# Drop Down Menü



## Phoenix (5. Jun 2004)

Ich will ein Drop Down Menü erstellen, ahb aber absolut keine Ahnung von Java !

Und zwar soll das so sein: ich habe in meinem Board den Punkt Listen, das steht einfach als Textlink da, jetzt hätte ich aber gerne das wenn man mit der Mouse da drüber fährt, sich ein Menü nach unten aufklappt wo man dan ein Menü hat und zu den Links wechseln kann ! Und wenn man mit der Mouse wieder runter geht soll es weggehen !

Kann mir da einer helfen ?


----------



## Illuvatar (5. Jun 2004)

Textlink? HTML/Javascript, glaub ich mal...

## Bereitgestellte Daten
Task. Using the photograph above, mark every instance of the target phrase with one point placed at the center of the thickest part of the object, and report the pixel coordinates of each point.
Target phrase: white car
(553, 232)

## Aufgabenstellung
- 1) Gib aus dem Forenthread zum Drop-Down-Menü den Abschnitt wörtlich wieder, der mit den Worten beginnt, die „# Drop Down“ enthalten, und mit „es weggehen !“ schließt.
- 2) Schreibe den Forenthread zum Drop-Down-Menü im Anschluss an den letzten gezeigten Satz weiter.

## Ergebnisse
- 1)
# Drop Down Menü



## Phoenix (5. Jun 2004)

Ich will ein Drop Down Menü erstellen, ahb aber absolut keine Ahnung von Java !

Und zwar soll das so sein: ich habe in meinem Board den Punkt Listen, das steht einfach als Textlink da, jetzt hätte ich aber gerne das wenn man mit der Mouse da drüber fährt, sich ein Menü nach unten aufklappt wo man dan ein Menü hat und zu den Links wechseln kann ! Und wenn man mit der Mouse wieder runter geht soll es weggehen !

- 2)
Soweit ich weiß, gibts bei manchen Elementen onMouseOver, schau mal danach.

Edit: Richtig geraten


----------



## Phoenix (5. Jun 2004)

Schaut es euch an: www.forum.tuning-freaks-pfalz.de die Links oben im Head, wenn man dann dadraug geht soll das so sein !


----------



## Student (8. Jun 2004)

www.milonic.com .. vielleicht ..
ich weiß nämlich nicht genau, was du machen willst ..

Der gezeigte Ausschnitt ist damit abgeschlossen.